> INSTRUCTIONS TO FOLLOW
Turn these lines of the material into a numbered list, skipping any blank lines. Begin at the line that contains "Where can the segmented" and stop after the line that contains "point(1035, 436)".

> Pointing and labeling entries
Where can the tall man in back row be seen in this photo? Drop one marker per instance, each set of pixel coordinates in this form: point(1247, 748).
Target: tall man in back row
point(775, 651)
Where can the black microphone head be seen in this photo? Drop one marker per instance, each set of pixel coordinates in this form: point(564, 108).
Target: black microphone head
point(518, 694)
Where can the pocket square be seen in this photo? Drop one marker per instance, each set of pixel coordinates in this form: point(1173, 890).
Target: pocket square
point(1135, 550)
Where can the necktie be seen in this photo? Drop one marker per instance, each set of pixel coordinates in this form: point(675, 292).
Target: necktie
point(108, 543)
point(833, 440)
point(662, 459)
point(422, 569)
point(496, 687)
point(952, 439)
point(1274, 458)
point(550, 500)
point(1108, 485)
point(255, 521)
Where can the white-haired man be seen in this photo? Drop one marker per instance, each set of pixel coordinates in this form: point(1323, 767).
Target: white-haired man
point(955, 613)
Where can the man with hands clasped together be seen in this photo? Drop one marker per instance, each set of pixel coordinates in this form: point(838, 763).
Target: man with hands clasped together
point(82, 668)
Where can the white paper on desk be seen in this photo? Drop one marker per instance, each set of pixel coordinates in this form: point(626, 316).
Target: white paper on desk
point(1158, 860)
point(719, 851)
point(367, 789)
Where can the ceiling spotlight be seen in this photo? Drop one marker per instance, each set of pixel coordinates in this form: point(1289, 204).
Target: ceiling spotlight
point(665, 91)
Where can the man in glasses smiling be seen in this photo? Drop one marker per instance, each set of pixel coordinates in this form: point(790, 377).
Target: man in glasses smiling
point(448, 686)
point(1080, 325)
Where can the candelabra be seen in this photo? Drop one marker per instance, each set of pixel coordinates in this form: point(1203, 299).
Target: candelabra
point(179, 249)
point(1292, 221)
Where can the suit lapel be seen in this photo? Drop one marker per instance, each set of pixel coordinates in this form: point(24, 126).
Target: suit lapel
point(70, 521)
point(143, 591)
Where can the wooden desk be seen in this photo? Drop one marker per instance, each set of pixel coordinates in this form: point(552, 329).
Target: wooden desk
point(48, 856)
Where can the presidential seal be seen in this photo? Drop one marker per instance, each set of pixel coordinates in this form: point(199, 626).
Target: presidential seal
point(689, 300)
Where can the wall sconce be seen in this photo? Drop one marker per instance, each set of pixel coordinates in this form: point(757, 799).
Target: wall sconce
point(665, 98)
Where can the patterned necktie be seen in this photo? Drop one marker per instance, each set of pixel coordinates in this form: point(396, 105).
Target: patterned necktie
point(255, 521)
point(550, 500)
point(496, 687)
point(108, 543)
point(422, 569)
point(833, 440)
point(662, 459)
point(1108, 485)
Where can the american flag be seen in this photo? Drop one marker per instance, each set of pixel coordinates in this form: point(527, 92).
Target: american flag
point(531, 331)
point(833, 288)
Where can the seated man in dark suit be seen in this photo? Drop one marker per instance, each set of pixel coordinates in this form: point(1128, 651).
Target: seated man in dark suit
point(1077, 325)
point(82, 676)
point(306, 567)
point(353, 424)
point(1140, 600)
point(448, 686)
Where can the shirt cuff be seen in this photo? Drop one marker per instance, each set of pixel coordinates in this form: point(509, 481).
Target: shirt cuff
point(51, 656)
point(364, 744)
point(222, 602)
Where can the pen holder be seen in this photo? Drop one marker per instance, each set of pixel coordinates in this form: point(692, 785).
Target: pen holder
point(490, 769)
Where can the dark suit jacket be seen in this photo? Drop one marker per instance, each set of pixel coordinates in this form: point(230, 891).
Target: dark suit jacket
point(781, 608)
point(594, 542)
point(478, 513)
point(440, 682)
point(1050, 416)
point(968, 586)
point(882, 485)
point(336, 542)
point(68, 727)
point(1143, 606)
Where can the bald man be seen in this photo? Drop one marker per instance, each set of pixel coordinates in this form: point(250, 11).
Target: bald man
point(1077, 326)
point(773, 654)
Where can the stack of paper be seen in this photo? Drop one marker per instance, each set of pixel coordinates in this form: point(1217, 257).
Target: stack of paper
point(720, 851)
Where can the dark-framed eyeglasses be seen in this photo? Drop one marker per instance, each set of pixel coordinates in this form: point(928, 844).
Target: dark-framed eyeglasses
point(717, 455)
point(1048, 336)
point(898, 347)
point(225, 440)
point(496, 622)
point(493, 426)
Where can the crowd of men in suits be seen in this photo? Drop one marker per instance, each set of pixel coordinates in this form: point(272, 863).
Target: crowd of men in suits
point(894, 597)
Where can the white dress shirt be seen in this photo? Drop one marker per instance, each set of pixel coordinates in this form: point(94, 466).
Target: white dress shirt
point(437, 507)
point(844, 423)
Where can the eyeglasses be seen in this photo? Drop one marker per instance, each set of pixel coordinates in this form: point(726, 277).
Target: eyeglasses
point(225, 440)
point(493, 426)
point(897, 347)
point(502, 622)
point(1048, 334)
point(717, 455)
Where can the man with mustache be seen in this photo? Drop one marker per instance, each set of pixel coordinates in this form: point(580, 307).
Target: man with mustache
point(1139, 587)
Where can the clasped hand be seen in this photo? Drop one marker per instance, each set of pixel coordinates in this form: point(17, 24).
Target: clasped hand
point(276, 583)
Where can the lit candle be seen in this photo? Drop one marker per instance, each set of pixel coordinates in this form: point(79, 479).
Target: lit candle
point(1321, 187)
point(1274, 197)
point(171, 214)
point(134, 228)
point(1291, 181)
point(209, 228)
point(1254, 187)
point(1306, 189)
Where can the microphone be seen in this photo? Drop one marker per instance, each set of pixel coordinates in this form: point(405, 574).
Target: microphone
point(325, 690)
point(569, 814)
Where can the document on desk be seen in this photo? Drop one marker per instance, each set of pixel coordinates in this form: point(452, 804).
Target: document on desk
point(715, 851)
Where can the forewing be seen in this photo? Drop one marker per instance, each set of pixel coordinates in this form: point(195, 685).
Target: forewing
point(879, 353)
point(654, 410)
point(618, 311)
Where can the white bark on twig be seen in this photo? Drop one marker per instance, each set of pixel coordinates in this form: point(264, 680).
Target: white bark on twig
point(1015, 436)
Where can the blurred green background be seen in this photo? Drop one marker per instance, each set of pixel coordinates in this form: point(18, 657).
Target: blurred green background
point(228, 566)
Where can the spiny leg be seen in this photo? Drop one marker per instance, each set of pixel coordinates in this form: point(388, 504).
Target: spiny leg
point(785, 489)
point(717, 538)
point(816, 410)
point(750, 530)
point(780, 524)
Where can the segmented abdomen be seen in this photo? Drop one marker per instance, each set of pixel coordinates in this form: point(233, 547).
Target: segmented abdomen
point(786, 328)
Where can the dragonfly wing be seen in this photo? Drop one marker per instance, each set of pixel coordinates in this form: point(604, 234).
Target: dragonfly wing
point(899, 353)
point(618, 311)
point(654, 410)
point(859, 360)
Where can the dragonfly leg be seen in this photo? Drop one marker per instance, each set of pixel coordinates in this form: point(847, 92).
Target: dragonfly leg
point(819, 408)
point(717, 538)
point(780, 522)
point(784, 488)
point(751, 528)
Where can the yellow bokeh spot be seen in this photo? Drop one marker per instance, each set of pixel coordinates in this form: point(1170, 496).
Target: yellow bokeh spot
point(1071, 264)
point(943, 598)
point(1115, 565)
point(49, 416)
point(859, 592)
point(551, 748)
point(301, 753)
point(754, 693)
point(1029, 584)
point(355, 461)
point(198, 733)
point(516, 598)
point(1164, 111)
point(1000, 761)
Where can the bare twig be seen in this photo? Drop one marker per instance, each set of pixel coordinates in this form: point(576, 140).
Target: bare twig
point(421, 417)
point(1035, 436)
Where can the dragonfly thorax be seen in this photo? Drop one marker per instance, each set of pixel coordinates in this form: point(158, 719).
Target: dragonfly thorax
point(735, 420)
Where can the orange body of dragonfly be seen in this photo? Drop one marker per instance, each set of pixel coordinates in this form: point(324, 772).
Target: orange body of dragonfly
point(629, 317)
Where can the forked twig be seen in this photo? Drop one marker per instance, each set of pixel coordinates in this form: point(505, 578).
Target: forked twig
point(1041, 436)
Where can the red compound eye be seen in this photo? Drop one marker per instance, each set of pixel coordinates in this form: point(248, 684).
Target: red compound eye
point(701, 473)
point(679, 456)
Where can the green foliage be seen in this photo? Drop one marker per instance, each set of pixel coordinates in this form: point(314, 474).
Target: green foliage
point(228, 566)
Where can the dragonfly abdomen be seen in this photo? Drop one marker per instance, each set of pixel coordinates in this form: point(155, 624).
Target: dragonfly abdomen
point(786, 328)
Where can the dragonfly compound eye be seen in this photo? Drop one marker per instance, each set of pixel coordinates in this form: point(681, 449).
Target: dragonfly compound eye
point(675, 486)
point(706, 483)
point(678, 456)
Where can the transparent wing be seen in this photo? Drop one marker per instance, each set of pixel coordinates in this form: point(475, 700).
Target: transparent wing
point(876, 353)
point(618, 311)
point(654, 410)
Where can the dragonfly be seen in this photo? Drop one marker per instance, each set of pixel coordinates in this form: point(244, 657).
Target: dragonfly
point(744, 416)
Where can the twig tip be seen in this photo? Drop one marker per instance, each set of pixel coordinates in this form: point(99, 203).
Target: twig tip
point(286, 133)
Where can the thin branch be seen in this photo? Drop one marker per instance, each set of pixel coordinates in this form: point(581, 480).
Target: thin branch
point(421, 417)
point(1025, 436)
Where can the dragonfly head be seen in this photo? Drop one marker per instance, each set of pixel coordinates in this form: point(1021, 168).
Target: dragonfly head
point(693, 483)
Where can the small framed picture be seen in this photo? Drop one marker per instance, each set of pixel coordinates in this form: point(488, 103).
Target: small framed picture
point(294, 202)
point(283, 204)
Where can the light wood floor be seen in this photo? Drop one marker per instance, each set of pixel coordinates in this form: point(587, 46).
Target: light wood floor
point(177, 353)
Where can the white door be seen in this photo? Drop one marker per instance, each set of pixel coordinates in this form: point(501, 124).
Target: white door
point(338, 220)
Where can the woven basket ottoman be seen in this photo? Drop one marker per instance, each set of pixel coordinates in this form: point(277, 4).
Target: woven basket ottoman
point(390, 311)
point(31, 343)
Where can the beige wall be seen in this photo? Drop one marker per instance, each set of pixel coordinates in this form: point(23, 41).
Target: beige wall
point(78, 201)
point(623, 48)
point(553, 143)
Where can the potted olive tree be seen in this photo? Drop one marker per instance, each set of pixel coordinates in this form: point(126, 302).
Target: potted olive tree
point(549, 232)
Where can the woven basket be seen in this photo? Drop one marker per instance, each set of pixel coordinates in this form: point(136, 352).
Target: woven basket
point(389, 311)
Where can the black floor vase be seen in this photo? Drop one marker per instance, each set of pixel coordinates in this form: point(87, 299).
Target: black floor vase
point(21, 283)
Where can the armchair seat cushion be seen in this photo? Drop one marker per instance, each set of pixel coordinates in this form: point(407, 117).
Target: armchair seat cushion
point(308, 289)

> OUTPUT FOR THIS EXERCISE
1. Where can the segmented abdomen be seen in this photo? Drop one marker per instance, each set of pixel coordinates in this form: point(233, 547).
2. Target: segmented abdomen
3. point(786, 328)
4. Where can the dragonfly wing be seen in this photo? Drop one marker per instance, each set of pixel coordinates in this form: point(604, 234).
5. Target: dragonfly wing
6. point(899, 353)
7. point(618, 311)
8. point(654, 410)
9. point(859, 360)
10. Where can the dragonfly leg be seen in this photo? Drop one marker per instance, each set of pixel coordinates in this form: point(847, 92).
11. Target: dragonfly leg
12. point(819, 408)
13. point(717, 538)
14. point(780, 522)
15. point(784, 488)
16. point(751, 528)
17. Where can the yellow bokeh spot be seen in this photo? Drop one marker per instance, each set of pixel coordinates in this form: point(1170, 496).
18. Target: yellow bokeh spot
19. point(1071, 264)
20. point(943, 598)
21. point(1115, 565)
22. point(49, 416)
23. point(859, 592)
24. point(551, 748)
25. point(301, 753)
26. point(754, 693)
27. point(1029, 584)
28. point(355, 461)
29. point(198, 733)
30. point(516, 598)
31. point(1164, 111)
32. point(1000, 761)
33. Where can the bare twig be seen in this photo? Drop one marker per instance, each set of pixel coordinates in this form: point(576, 140).
34. Target: bare twig
35. point(421, 417)
36. point(1035, 436)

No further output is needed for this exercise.